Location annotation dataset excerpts
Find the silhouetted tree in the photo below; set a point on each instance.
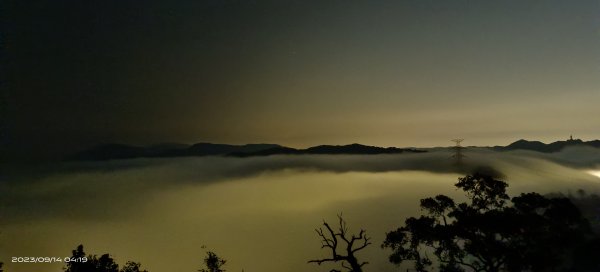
(535, 233)
(132, 267)
(213, 263)
(331, 240)
(104, 263)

# Written task
Please write out the entries again with "silhouetted tree" replaced by "tree silhouette" and everything else unchanged. Leave the pictures out of your answer.

# Solved exercise
Find the tree silhouette in the photo below; set a point on each instance.
(535, 233)
(132, 267)
(213, 263)
(331, 240)
(104, 263)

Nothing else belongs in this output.